--- Excerpted data ---

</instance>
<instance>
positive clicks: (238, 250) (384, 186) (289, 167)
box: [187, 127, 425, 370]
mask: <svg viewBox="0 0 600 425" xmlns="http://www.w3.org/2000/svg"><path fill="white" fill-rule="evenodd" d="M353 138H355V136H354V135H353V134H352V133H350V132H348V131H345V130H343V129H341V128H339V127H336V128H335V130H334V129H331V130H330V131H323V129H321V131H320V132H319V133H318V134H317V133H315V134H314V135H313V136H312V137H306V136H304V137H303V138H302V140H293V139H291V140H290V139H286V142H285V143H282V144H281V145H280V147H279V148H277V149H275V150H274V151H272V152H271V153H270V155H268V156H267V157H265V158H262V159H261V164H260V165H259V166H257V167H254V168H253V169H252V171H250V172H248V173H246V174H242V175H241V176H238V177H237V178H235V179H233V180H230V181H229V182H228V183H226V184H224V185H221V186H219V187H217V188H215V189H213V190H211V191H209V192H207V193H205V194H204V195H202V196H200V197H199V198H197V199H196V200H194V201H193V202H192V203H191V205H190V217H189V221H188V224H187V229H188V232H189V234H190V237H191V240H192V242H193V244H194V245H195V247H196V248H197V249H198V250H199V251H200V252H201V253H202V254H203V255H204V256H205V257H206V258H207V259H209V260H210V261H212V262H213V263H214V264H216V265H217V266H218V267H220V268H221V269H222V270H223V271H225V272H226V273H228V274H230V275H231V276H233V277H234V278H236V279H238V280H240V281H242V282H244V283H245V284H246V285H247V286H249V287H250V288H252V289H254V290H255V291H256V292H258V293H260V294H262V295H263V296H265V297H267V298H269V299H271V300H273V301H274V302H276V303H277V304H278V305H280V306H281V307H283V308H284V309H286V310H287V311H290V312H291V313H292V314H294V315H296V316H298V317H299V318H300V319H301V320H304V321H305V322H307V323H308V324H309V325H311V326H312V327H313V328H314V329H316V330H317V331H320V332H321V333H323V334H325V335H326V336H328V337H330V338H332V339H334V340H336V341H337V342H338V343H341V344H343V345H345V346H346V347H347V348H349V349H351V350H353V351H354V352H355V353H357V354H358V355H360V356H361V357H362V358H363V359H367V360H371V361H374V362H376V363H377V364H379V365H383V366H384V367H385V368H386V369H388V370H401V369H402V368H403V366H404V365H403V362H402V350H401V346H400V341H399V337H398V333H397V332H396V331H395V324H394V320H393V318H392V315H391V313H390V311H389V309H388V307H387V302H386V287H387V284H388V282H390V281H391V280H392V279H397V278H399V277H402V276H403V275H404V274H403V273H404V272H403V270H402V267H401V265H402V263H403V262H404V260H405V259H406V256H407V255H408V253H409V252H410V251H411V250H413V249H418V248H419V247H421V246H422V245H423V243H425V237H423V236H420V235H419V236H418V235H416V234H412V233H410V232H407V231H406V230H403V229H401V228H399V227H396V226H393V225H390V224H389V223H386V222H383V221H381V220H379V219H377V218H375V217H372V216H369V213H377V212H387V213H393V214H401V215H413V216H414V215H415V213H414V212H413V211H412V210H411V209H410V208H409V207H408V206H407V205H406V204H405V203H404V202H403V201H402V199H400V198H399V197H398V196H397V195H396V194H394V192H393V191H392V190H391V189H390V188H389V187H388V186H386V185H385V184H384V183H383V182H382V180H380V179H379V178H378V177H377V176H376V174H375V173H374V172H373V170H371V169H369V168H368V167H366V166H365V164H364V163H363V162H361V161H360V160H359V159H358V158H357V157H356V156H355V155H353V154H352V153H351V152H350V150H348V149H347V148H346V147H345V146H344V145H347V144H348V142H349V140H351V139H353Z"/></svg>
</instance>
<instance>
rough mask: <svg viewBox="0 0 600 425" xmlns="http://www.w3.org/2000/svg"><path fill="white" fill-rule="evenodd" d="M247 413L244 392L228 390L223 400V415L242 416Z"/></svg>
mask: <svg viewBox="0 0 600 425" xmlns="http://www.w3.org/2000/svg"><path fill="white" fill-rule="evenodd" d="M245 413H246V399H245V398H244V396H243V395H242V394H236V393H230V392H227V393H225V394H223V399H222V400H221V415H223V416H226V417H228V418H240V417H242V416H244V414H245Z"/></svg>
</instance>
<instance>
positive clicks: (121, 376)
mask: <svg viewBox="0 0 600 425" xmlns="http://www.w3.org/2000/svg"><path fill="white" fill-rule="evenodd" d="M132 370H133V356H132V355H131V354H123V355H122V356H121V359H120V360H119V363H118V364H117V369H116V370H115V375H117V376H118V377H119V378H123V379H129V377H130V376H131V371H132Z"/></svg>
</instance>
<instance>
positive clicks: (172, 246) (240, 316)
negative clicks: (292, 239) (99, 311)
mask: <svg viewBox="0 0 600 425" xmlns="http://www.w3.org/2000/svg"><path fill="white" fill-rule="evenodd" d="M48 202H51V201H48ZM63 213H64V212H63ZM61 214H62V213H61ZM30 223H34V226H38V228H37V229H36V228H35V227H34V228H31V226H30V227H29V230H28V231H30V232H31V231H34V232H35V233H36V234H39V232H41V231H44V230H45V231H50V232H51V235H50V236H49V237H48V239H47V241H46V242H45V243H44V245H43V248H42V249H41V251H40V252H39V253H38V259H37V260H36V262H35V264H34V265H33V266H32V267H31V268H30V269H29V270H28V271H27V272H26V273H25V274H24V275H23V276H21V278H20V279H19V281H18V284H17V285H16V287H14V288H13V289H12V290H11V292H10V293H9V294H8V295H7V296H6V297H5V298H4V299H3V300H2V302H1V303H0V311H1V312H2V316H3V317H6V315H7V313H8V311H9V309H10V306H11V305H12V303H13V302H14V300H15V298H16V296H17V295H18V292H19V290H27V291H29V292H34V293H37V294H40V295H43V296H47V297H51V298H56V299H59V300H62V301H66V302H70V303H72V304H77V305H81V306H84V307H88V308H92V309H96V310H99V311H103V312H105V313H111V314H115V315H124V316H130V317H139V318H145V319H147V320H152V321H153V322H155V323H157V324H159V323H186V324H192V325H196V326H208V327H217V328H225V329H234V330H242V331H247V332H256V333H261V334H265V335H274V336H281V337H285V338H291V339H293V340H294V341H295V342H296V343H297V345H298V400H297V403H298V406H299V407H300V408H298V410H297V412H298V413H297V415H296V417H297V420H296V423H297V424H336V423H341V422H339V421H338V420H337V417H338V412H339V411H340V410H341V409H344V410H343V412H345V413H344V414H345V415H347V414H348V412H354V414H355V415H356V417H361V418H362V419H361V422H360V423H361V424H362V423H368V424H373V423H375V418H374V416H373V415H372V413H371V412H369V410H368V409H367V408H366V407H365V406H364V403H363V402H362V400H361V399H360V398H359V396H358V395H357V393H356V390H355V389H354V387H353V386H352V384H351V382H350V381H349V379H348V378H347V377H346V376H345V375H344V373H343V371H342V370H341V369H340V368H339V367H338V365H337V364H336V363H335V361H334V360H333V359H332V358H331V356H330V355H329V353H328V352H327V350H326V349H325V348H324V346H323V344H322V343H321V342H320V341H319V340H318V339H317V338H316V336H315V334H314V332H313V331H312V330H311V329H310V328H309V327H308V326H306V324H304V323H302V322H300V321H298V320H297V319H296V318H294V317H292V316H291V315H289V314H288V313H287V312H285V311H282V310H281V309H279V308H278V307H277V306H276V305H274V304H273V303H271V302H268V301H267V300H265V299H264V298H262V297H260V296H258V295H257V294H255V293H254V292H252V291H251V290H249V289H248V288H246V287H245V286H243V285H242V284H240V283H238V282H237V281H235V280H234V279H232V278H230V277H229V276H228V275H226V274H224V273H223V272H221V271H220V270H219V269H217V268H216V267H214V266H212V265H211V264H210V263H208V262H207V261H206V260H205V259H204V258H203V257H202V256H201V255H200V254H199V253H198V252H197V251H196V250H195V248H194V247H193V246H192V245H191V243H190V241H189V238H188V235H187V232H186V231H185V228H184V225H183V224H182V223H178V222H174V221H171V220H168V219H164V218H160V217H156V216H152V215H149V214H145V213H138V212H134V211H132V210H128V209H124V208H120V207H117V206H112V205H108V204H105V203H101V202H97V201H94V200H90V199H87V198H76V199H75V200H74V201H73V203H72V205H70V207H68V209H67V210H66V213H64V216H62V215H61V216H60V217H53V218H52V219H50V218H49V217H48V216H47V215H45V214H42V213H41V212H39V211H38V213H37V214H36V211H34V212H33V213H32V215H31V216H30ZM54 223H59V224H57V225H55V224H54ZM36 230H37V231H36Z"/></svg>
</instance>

---

* **Your objective**
Copy the entries word for word, starting at their first line and stopping after the line that contains "box: [187, 127, 425, 370]".

* **Response box**
</instance>
<instance>
positive clicks: (238, 250) (384, 186) (289, 167)
box: [187, 127, 425, 370]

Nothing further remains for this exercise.